## Consigne donnée 1
Recopiez le passage du récit de voyage au Tchad qui commence à « En cet automne » et se termine à « véritable patchwork linguistique. ».
## Consigne donnée 2
D'après le récit de voyage au Tchad, quelle langue est la principale langue véhiculaire au Nord de N'Djamena ?

## Extrait de page
-*-*-
En cet automne 89, Geneviève et moi avions pris place à bord d’un des deux station-wagon Toyota qui nous emmenaient au Nord de N’Djamena. Seule femme au sein d’une équipe d’une demi- douzaine d’hommes, personnels de l’Ambassade, chercheurs du CIRAD et notre guide, Jean Charles CLANET, le géographe qui nous faisait découvrir la région, qu’il connaissait comme sa poche. Vivant depuis de nombreuses années au Tchad, marié à une tchadienne, il parlait plusieurs langues locales, dont l’arabe chaoua, principale langue véhiculaire au Nord de N’Djamena, véritable patchwork linguistique.
La présence d’un tel guide était indispensable, non seulement pour s’y retrouver dans un dédale de pistes des plus sommaires, mais aussi pour entrer en contact avec les paysans, par nature méfiants vis-à-vis de toubabi (blancs). Outre qu’il était indispensable, ce géographe était un guide passionnant, commentant les paysages, rappelant l’histoire du peuplement, décrivant les principales cultures locales. Enfin c’était un homme charmant et très bien élevé, sans les rugosités ou les flagorneries familières aux vieux broussards.
Pour cette tournée en pleine brousse, nous étions équipés pour une autonomie presque complète. Au mieux demanderions nous de l’eau « potable » et achèterions-nous au passage des poulets « bicyclette ». Pour le couchage, des lits de camp et des couvertures (les nuits sont fraîches en saison sèche, au Sahel). Chemin faisant, nous avons découvert des paysages très variés, croisé des quantités impressionnantes de troupeaux, traversé nombre de villages, et rencontré des populations les plus bariolées que l’on puisse imaginer.
Les commanditaires des expéditions militaires anglaises, françaises et allemandes qui, au tournant du 19éme et du 20éme siècle, se sont entretuées pour accéder les premières au lac Tchad ignoraient que la vraie richesse de cette région, ce sont ses hommes et ses femmes dans l’énorme diversité de leurs cultures. Que croyaient ils trouver : de l’or ? des objets précieux ? un eldorado africain ? Les voyageurs avaient certes rapporté l’existence de royaumes importants (du Kanem, du Borgou, et plusieurs autres) vieux de plusieurs siècles. Mais de là à les imaginer riches comme les Aztèques ou les Incas, il y avait un abîme à franchir. La frénésie coloniale de l’époque laisse rêveur.
-*-*-
(Entrées de données enregistrées)
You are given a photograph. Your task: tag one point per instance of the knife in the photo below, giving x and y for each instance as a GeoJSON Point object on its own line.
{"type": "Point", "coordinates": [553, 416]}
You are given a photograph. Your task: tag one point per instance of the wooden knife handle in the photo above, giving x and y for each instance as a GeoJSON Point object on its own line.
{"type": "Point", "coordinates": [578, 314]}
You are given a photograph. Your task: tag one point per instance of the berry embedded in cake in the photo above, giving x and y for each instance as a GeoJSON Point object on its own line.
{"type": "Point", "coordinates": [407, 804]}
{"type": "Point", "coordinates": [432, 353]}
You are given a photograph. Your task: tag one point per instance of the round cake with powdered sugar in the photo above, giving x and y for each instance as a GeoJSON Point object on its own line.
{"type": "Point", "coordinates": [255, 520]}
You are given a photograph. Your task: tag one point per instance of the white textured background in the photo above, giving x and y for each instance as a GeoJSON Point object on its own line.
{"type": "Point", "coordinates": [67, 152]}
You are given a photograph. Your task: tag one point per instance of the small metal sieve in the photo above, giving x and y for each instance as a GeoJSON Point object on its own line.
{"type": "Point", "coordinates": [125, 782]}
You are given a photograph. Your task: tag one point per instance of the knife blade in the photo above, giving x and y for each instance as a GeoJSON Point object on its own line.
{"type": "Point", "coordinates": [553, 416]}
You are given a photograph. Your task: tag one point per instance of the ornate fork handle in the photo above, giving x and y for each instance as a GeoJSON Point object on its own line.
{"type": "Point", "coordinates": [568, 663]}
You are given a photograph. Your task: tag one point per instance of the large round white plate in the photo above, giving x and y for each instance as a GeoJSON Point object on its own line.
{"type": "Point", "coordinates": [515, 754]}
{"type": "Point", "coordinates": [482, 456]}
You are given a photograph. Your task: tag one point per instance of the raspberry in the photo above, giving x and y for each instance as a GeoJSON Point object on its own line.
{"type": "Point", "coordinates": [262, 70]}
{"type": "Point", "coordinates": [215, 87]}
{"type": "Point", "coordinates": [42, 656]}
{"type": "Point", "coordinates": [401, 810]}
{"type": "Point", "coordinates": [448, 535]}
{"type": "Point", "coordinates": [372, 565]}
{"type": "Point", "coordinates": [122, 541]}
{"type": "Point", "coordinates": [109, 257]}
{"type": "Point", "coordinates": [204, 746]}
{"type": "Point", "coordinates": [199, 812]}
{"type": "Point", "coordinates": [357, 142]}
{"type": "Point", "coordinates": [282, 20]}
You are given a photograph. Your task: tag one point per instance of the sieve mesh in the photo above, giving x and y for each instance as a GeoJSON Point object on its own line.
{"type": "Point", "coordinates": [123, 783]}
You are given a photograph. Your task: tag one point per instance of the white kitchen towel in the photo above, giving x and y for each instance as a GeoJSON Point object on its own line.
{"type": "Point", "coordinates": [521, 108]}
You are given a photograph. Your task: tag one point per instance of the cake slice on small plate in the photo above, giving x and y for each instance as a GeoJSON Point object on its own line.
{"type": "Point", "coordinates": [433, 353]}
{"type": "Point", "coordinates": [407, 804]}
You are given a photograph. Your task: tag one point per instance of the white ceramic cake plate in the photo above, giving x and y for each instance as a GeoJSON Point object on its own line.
-*-*-
## Résultat final 1
En cet automne 89, Geneviève et moi avions pris place à bord d’un des deux station-wagon Toyota qui nous emmenaient au Nord de N’Djamena. Seule femme au sein d’une équipe d’une demi- douzaine d’hommes, personnels de l’Ambassade, chercheurs du CIRAD et notre guide, Jean Charles CLANET, le géographe qui nous faisait découvrir la région, qu’il connaissait comme sa poche. Vivant depuis de nombreuses années au Tchad, marié à une tchadienne, il parlait plusieurs langues locales, dont l’arabe chaoua, principale langue véhiculaire au Nord de N’Djamena, véritable patchwork linguistique.

## Résultat final 2
L'arabe chaoua.